If the launch rate reached 3000 launches per year, they calculate that would drop to $189 per kilogram. Today, it costs more than 100 times that to send payloads into space.

However, Epstein says he cannot imagine a demand for that many launches in the foreseeable future.

Space burials (presumably of cremated remains). At $200 each (plus cremation) I am sure they could sell a few thousand of these per year. Now if they could only figure out a way to allow living people to withstand 2000g of acceleration, space tourism might actually be affordable.

Re:Lost in space

[mypalmike]

I can't see any drawbacks in dumping nuclear waste into space.

Indeed. Also, accelerating it in a 2km circle over several hours to 23 times the speed of sound is not fraught with peril.

Re:Lost in space

[megaditto]

You are confusing pressure with acceleration. These are not the same.

How cool is that? Intercontinental catapults

[patrixmyth]

We could fling refrigerators at North Korea! How's that missile testing going, Kim, did we mention we can launch frigidaire's into orbit? I'd prefer launching cows in homage to Monty Python and the Holy Grail, but at 2000g, that would probably equate to throwing hamburger.

Mass drivers RULE!

[Quiet_Desperation]

Yes!

As for it being a target, fuck that. Full steam ahead.

If we're not driving payloads into space at Mach 23 within 10 years, the terrorists have already won. Or something.

"one of the most important targets on the planet"

[k4_pacific]

If this ring is going to be "one of the most important targets on the planet", maybe they should build it as a series of concentric rings instead of a single ring. Perhaps havethe rings use alternating colors.

one ring to launch them all

[m0llusk]

One ring to launch them all,
one ring to fling them.
One ring to send them into space,
and into that darkness bring them.

A few points

[argStyopa]

First the FUD:
New Scientist points out that if such a launch ring were built, it would instantly become "one of the most important targets on the planet.
What a moronic comment.

You have a STATIC launcher.
It can toss things into ballistic trajectories.
One at a time.
With a warm-up of TENS OF HOURS.

I don't know if New Scientist realized this, but we have launch technologies that are
a) less vulnerable
b) more accurate
c) mobile
and
d) a little quicker to fire than that.

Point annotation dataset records
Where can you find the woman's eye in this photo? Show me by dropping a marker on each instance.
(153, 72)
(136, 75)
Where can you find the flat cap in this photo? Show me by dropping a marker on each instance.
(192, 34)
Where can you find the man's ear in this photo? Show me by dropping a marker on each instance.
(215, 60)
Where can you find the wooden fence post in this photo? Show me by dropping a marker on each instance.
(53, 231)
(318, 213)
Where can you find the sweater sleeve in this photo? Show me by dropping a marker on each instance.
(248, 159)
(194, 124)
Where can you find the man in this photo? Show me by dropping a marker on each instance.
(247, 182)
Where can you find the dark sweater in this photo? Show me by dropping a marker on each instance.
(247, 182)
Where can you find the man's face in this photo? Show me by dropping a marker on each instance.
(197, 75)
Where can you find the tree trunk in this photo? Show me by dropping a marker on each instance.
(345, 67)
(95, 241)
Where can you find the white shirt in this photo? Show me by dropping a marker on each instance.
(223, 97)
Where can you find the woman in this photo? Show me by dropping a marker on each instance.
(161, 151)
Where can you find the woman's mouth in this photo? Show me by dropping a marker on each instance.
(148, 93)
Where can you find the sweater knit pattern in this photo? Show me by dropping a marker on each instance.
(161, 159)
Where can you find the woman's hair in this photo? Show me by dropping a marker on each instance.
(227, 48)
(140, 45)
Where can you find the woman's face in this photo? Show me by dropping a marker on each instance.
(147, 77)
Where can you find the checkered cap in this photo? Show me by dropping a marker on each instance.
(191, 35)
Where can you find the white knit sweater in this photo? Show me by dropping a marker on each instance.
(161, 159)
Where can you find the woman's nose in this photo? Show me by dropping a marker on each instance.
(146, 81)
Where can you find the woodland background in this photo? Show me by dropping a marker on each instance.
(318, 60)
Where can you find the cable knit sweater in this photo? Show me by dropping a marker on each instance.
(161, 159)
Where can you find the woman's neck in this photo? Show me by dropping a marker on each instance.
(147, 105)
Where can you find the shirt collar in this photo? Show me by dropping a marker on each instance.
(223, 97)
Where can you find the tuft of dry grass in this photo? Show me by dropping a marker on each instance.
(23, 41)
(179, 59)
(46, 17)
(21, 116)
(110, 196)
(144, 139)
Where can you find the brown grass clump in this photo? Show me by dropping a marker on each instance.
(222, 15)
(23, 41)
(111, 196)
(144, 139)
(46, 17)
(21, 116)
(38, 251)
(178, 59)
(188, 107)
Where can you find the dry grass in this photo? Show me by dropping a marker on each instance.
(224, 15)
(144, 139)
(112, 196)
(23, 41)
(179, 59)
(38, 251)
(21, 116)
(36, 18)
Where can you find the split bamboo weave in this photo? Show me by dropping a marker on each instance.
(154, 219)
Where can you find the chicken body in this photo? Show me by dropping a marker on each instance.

[AIM]:
Summarize the forum thread in two sentences.

[RESPONSE BELOW]:
The thread concerns a launch ring that could bring launch costs down to $189 per kilogram at 3000 launches per year, though Epstein says he cannot imagine demand for that many launches, and commenters joke about uses such as space burials, dumping nuclear waste, and flinging refrigerators at North Korea. Several posters react to New Scientist's remark that the ring would become one of the most important targets on the planet, and one calls the comment moronic because the static launcher fires one payload at a time after a warm-up of tens of hours, while existing launch technologies are less vulnerable, more accurate, mobile, and quicker to fire.